* Task to carry out:
Every line of the material must come back exactly as given.

---*---

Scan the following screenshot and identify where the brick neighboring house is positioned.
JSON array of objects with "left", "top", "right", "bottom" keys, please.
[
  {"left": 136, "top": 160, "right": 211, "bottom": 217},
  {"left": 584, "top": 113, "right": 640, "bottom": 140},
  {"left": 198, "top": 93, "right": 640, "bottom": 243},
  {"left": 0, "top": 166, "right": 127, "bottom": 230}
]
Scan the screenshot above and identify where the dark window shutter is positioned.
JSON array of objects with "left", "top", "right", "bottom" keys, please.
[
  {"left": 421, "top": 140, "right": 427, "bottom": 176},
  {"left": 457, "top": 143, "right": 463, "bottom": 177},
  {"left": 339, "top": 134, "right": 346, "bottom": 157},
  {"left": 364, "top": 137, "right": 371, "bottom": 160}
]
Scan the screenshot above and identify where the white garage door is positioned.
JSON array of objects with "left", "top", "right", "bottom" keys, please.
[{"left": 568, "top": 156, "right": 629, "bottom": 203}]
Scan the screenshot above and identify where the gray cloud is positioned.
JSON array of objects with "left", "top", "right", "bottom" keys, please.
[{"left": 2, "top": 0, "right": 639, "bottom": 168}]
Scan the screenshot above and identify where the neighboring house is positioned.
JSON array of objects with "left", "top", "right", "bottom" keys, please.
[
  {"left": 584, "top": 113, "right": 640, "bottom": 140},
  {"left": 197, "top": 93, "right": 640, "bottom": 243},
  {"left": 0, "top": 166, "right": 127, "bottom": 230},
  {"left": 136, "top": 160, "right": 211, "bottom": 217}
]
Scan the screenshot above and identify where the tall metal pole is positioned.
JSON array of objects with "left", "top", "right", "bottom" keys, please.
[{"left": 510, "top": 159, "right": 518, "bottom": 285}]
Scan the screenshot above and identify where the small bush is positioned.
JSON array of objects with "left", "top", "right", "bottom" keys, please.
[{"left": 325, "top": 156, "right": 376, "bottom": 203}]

---*---

* Worked solution:
Scan the following screenshot and identify where the brick neighboring house is positioned.
JSON array of objects with "left", "top", "right", "bottom" keys, please.
[
  {"left": 136, "top": 160, "right": 211, "bottom": 217},
  {"left": 584, "top": 113, "right": 640, "bottom": 140},
  {"left": 198, "top": 93, "right": 640, "bottom": 243},
  {"left": 0, "top": 166, "right": 127, "bottom": 230}
]
Scan the screenshot above and identify where the dark window shutter is positioned.
JSON array of objects with "left", "top", "right", "bottom" keys, please.
[
  {"left": 421, "top": 140, "right": 427, "bottom": 176},
  {"left": 457, "top": 143, "right": 463, "bottom": 177},
  {"left": 339, "top": 134, "right": 346, "bottom": 157},
  {"left": 364, "top": 137, "right": 371, "bottom": 160}
]
Scan the screenshot above and identify where the white garage door is positioned.
JSON array of objects with "left", "top", "right", "bottom" keys, please.
[{"left": 568, "top": 156, "right": 629, "bottom": 203}]
Scan the screenshot above and identify where the gray cloud is positioned.
JSON array of objects with "left", "top", "right", "bottom" keys, please.
[{"left": 2, "top": 0, "right": 639, "bottom": 168}]
Scan the screenshot above and identify where the neighboring house is positioned.
JSON array of objects with "left", "top", "right", "bottom" keys, please.
[
  {"left": 584, "top": 113, "right": 640, "bottom": 140},
  {"left": 197, "top": 93, "right": 640, "bottom": 243},
  {"left": 0, "top": 166, "right": 127, "bottom": 230},
  {"left": 136, "top": 160, "right": 211, "bottom": 217}
]
Scan the screenshot above and identify where the tall metal pole is positioned.
JSON array of objects with "left", "top", "right", "bottom" keys, please.
[{"left": 510, "top": 159, "right": 518, "bottom": 285}]
Scan the screenshot above and identify where the small bush is positioned.
JSON array of objects with "left", "top", "right", "bottom" keys, please.
[{"left": 325, "top": 156, "right": 376, "bottom": 203}]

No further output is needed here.